# COMPLETE THE FOLLOWING
A. Answer these questions about the interview:
(i) What do recent court judgments in Pakistan start with instead of lines from the Constitution?
(ii) In what capacity did the interviewee travel across India?
(iii) Who said early on that Ajmal Kasab was from Pakistan?
B. Which people does the interview mention by name? List every one of them.
C. Can you reproduce word for word the part of the interview that opens with the words containing "Q: But isn’t" and closes with "people and so on."?
(TEXT BLOCK)
Q: Are there issues with personal law?
A: Yes. Unfortunately, like Muslims in India who want their personal law, Hindus in Pakistan too want their personal law to prevail. There are some changes now but it affects issues of marriage and custody and so on. I would say that Hindu women in Pakistan have less rights than Hindu women in India as far as personal law goes, just as Muslim women in India have less rights than Muslim women in Pakistan. It’s strange but there it is.

Q: But isn’t it true that pluralistic and liberal space has been shrinking in Pakistan?
A: We ourselves feel that, we can see that the space for liberals is shrinking. And, it’s evident in different ways. Recent judgments from the courts start with religious sermons or quotations rather than lines from the Constitution. But that space in India is shrinking as well, isn’t it? When I travelled across India as UN Special Rapporteur I was shocked to see what had happened to minorities, the polarization, the clearing of film scripts by politically powerful people and so on.

Q: Pakistan’s handling of the 26/11 terror attack case suggests it doesn’t want to get to the core of the issue. You would appreciate this has appalled many Indians, particularly in Mumbai, who see their own government still in dialogue with Pakistan establishment that refuses to take action.
A: I think the Government of India understands that Pakistan is going through a change, and that old habits don’t die so quickly. The options were to abandon Pakistan completely or go to war over the issue. Neither would have helped sort out the issue. Instead, the Government of India has used all the diplomacy at their hands to make Pakistan act, which is the best. Also, in Pakistan, people like Nawaz Sharif said early on that that boy (Ajmal Kasab) was from Pakistan and so on. It helped. You see, things are moving there but not at the pace that some Indians want, but they don’t know Paksitan then. People in India are perhaps not aware of the extreme oppression and the forms of violence we suffer; action on this case has to be seen in that context too.

Q: Even so, it’s dismaying to see 26/11 masterminds like Hafiz Saeed move freely and continue to address anti-India rallies. Why doesn’t your government take action?
A: Let me just say there’s a climate of fear in Pakistan.

Q: Fear of reprisals?
A: Yes, fear of reprisals and things going out of hand completely. Look at the amount of bloodshed we have had with the bombings and suicide bombings. The government of Pakistan also has to handle it with very delicate hands.

Q: What you are saying is that if Saeed and others like him are brought to book, there will be repercussions that the government may not be able to handle.
A: I will say just as much as I have said about him. There are opinions in the government but there’s a climate of fear and there are serious repercussions they foresee. But I hope that victims of 26/11 get justice.

Q: What’s your view on Siachen issue or the Siachen deadlock?
A: If we were neither Pakistani nor Indian, and saw this issue as an independent outsider, we would say there’s something wrong in the way these countries are behaving. It’s all okay to say that India is in an advantageous position and shouldn’t give way but to argue only that would be to look at the Siachen issue only from the security point of view and ignore the human angle completely. There are soldiers there, our brave young able-bodied men living – and dying – in inhuman conditions. Do we really want that to continue? I think Siachen is part of the mindset both in India and Pakistan which needs to change, we must see it differently and we must plead to a no-war pact.
(End TEXT BLOCK)
(SOURCE MATERIAL)
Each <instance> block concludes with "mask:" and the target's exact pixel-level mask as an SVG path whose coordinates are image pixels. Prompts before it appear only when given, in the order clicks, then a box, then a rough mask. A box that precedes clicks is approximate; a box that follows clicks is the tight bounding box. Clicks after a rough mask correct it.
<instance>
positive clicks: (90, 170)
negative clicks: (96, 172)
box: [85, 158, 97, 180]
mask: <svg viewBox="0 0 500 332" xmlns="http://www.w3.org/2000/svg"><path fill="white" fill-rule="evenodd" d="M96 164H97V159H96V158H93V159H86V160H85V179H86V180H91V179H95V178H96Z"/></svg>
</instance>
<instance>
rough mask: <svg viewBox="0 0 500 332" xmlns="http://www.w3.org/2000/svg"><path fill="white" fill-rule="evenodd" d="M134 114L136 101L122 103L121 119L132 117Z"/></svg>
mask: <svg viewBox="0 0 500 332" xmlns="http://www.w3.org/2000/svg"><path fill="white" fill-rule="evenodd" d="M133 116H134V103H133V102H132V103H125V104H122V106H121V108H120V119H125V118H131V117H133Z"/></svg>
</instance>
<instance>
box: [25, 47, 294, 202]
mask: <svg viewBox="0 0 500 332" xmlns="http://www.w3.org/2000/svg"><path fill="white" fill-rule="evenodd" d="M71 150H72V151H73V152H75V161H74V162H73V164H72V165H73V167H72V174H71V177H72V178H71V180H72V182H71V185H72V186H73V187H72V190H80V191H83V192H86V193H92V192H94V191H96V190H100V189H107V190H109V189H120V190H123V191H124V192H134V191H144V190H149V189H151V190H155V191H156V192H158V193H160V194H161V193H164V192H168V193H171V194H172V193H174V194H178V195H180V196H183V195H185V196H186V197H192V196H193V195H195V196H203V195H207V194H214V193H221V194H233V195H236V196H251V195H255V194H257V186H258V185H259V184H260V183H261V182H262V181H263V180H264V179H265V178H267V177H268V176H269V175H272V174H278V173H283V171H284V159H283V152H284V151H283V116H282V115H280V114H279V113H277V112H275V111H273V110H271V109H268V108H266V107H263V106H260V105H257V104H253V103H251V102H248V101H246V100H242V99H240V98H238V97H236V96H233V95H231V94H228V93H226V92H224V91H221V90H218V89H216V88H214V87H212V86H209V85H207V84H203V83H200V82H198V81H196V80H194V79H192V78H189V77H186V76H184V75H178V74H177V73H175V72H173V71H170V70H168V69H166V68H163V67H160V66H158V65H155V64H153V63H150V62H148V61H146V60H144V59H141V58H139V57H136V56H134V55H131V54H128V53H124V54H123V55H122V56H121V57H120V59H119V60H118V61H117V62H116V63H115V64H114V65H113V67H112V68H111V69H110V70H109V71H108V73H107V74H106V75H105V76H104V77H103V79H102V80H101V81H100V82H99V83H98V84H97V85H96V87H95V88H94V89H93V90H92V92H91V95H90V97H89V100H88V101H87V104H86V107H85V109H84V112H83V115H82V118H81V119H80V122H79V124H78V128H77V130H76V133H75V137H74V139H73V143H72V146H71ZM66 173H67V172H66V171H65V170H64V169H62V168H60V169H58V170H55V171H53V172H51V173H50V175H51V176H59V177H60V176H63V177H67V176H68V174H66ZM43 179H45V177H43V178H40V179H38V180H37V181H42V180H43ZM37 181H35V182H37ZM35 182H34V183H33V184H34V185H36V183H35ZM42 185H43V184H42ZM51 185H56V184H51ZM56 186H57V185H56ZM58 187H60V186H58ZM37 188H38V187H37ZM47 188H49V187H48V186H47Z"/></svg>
(End SOURCE MATERIAL)
# ANSWERS FOR THE EXERCISE
A.
(i) Religious sermons or quotations.
(ii) As UN Special Rapporteur.
(iii) Nawaz Sharif.

B. Nawaz Sharif, Ajmal Kasab, Hafiz Saeed

C.
Q: But isn’t it true that pluralistic and liberal space has been shrinking in Pakistan?
A: We ourselves feel that, we can see that the space for liberals is shrinking. And, it’s evident in different ways. Recent judgments from the courts start with religious sermons or quotations rather than lines from the Constitution. But that space in India is shrinking as well, isn’t it? When I travelled across India as UN Special Rapporteur I was shocked to see what had happened to minorities, the polarization, the clearing of film scripts by politically powerful people and so on.